Entries shown ::
++++++++++
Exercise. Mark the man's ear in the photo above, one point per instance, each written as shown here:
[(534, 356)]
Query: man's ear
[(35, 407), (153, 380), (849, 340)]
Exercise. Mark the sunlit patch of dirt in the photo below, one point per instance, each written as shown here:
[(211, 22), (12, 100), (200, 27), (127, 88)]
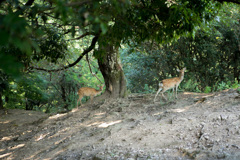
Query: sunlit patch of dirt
[(194, 126)]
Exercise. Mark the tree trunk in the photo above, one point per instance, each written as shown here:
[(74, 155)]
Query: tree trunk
[(111, 68), (1, 101)]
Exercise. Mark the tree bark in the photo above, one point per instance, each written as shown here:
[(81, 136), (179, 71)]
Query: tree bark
[(111, 68)]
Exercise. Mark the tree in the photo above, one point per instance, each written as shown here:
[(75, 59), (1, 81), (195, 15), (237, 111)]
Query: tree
[(108, 23)]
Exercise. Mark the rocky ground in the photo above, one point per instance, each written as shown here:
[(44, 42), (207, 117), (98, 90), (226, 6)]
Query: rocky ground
[(195, 126)]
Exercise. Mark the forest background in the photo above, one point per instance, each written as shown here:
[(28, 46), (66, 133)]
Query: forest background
[(46, 57)]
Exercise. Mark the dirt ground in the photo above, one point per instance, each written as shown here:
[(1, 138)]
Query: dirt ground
[(195, 126)]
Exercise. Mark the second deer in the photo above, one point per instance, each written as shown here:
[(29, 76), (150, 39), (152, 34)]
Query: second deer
[(86, 91), (173, 83)]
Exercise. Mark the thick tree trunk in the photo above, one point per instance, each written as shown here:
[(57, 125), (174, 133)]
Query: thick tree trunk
[(111, 68)]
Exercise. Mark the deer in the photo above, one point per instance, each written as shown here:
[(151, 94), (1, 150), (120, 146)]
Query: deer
[(173, 83), (87, 91)]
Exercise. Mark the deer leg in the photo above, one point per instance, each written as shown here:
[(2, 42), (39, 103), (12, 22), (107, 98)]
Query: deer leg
[(157, 93)]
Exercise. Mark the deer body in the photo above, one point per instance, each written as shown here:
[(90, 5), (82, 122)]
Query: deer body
[(171, 83), (86, 91)]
++++++++++
Written request ::
Rewrite every line of the rows above as a Markdown table with the columns No. and Line, numbering the lines in order and skipping blank ones. Leave the pictures out.

Result for this task ::
| No. | Line |
|---|---|
| 1 | Exercise. Mark the man's ear in the photo above, one point per instance, each written as shown here: |
| 2 | [(534, 356)] |
| 3 | Query: man's ear |
| 4 | [(35, 407), (153, 380), (849, 340)] |
| 5 | Exercise. Mark the sunlit patch of dirt in the photo below, one point per instance, each written as shown here: |
| 6 | [(211, 22), (12, 100), (200, 27), (127, 88)] |
| 7 | Query: sunlit patch of dirt |
| 8 | [(194, 126)] |
| 9 | Exercise. Mark the tree trunk in the photo above, one point per instance, each written as shown here: |
| 10 | [(74, 155)] |
| 11 | Query: tree trunk |
| 12 | [(111, 68), (1, 101)] |
| 13 | Exercise. Mark the tree bark in the photo above, one point per instance, each written as shown here: |
| 14 | [(81, 136), (179, 71)] |
| 15 | Query: tree bark |
| 16 | [(111, 68)] |
| 17 | Exercise. Mark the tree in the photo above, one point per instance, each written as shown here: |
| 18 | [(75, 59), (1, 81), (195, 15), (237, 111)] |
| 19 | Query: tree |
| 20 | [(108, 23)] |
| 21 | Exercise. Mark the rocky ground in the photo above, one point per instance, each written as shown here: |
| 22 | [(44, 42), (207, 117), (98, 90), (226, 6)] |
| 23 | Query: rocky ground |
| 24 | [(195, 126)] |
| 25 | Exercise. Mark the forest background in the photo above, one point per instance, each written as shown here: |
| 26 | [(28, 46), (66, 133)] |
| 27 | Query: forest background |
| 28 | [(46, 57)] |
| 29 | Exercise. Mark the dirt ground in the photo above, one point per instance, each written as shown here: |
| 30 | [(1, 138)] |
| 31 | Query: dirt ground |
| 32 | [(195, 126)] |
| 33 | Exercise. Mark the second deer in the photo above, one point per instance, each written as shown here: |
| 34 | [(29, 76), (150, 39), (152, 34)] |
| 35 | Query: second deer |
| 36 | [(86, 91), (173, 83)] |
| 37 | Exercise. Mark the thick tree trunk in the photo above, one point per instance, each written as shown here: |
| 38 | [(57, 125), (174, 133)] |
| 39 | Query: thick tree trunk |
| 40 | [(111, 68)] |
| 41 | Exercise. Mark the deer in the photo above, one point per instance, each written as shown here: |
| 42 | [(151, 94), (1, 150), (120, 146)] |
| 43 | Query: deer |
| 44 | [(173, 83), (87, 91)] |
| 45 | Exercise. Mark the deer leg in the photo above, one point per instance, each written as shown here: |
| 46 | [(2, 42), (39, 103), (12, 22), (107, 98)] |
| 47 | Query: deer leg |
| 48 | [(157, 93)] |
| 49 | Exercise. Mark the deer body in the photo above, one point per instance, each written as shown here: |
| 50 | [(90, 5), (82, 122)] |
| 51 | Query: deer body |
| 52 | [(171, 83), (86, 91)] |